▸ **What is being asked**: Among the entries below, one line contains "of the jagged" and another contains "of the grassy". Transcribe those two lines and every line between them, exactly.

=== Begin Enclosure ===

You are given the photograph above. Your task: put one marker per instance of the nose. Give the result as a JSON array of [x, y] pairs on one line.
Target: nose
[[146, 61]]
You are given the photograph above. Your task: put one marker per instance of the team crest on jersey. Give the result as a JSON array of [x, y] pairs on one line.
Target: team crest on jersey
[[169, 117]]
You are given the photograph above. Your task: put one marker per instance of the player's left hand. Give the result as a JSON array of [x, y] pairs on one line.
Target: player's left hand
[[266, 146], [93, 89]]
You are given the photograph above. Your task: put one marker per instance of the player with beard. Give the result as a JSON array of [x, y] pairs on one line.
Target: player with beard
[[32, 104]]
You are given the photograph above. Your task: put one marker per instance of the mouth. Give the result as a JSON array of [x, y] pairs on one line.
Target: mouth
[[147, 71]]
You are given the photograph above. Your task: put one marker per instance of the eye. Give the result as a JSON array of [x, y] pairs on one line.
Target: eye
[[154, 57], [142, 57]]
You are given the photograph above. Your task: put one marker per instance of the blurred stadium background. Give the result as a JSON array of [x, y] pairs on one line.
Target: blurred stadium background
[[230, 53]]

=== End Enclosure ===
=== Begin Enclosure ===

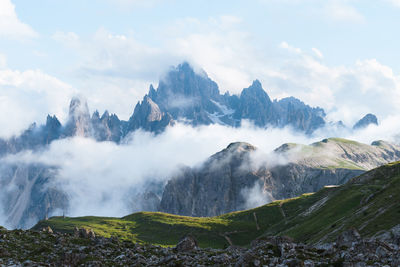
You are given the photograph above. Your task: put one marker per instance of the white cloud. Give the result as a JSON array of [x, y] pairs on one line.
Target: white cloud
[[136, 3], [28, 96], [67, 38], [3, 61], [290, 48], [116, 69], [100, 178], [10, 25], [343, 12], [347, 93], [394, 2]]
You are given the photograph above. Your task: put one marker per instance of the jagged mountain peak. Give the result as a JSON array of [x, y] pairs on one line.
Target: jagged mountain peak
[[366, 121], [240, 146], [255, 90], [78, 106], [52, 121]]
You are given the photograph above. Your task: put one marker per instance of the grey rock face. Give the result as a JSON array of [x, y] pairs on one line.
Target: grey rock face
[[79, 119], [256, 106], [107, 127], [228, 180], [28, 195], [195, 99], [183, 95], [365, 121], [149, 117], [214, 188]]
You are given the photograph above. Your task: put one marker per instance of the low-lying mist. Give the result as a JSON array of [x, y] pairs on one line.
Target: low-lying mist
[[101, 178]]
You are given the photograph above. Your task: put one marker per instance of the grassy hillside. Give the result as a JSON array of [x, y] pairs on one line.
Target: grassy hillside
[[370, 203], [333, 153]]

=== End Enclosure ===

▸ **Response below**:
You are given the photograph above. Your task: put one marker per instance of the jagged mountain peak. Give the result as a JSON array of [x, y] pairs on one line.
Target: jagged mountain peak
[[366, 121], [240, 146], [255, 90], [78, 106], [52, 121]]
You are given the photograph above. Your task: put one marker per instance of the grey rock face. Give the result as a JSON array of [x, y] pairs on one line.
Target: grey rock face
[[79, 119], [256, 106], [107, 127], [228, 180], [28, 195], [195, 99], [183, 95], [365, 121], [149, 117], [214, 188]]
You are given the photograph above. Your task: put one marker per instance of the low-lying mist. Give the result as a JSON array of [x, y] pairs on one line.
Target: low-lying mist
[[101, 178]]
You are given the photograph above. Your task: put one marker per instance of the grassy hillside. Give the result as a JSON array of [x, y] pairs on one line.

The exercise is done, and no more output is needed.